Collected data entries
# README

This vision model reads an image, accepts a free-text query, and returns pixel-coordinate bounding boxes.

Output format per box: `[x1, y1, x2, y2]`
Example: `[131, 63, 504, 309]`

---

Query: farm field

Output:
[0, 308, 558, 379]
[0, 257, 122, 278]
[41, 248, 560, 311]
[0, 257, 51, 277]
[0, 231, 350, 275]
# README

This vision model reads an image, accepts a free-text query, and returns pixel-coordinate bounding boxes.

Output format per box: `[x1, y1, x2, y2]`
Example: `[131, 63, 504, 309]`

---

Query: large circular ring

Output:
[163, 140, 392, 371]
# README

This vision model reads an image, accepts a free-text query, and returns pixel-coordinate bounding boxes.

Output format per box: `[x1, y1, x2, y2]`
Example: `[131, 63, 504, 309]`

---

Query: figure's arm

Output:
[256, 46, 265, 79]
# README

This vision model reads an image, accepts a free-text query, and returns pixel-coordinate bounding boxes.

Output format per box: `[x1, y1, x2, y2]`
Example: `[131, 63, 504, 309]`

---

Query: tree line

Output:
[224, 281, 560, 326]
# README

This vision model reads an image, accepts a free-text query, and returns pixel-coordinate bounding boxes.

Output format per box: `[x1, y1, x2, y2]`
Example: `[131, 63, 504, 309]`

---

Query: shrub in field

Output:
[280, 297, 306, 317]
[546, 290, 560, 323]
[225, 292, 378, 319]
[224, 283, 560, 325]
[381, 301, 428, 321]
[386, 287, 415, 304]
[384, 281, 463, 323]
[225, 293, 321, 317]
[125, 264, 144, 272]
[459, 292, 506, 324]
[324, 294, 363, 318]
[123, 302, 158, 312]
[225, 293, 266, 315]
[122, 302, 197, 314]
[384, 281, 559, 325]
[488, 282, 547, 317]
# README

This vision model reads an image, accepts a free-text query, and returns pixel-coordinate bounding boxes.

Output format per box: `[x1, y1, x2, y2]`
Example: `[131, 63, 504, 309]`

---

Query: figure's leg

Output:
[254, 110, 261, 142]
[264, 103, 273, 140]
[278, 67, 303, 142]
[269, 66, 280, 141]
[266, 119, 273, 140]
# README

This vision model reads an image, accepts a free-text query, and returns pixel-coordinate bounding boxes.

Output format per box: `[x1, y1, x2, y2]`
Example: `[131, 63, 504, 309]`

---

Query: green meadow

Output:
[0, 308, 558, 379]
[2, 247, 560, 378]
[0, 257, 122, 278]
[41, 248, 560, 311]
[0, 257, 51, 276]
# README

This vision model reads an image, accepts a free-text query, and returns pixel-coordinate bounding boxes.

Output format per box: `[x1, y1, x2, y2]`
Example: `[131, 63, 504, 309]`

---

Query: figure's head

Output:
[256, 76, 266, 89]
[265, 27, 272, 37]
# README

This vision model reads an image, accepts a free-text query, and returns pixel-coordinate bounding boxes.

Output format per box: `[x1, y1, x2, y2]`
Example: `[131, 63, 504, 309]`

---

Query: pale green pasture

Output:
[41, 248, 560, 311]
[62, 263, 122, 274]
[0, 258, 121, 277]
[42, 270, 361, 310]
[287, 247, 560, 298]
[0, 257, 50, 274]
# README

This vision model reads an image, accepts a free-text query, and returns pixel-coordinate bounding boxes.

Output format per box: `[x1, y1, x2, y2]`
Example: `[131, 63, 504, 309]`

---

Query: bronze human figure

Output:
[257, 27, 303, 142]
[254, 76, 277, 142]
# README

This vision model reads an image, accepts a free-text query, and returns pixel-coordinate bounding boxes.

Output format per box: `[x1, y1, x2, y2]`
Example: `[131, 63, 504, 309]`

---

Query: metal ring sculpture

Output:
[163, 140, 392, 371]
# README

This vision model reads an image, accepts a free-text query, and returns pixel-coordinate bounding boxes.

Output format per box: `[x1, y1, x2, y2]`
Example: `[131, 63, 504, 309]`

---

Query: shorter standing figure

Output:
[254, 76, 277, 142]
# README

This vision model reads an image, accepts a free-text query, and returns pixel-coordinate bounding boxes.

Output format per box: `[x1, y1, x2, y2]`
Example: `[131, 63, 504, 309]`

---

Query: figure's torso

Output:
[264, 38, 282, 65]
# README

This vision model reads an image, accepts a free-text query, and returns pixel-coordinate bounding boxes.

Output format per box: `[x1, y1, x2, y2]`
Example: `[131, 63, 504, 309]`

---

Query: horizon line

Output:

Task details>
Find the lines in the data that include "green", then copy each of them.

Answer to this exercise>
Query: green meadow
Query: pale green pasture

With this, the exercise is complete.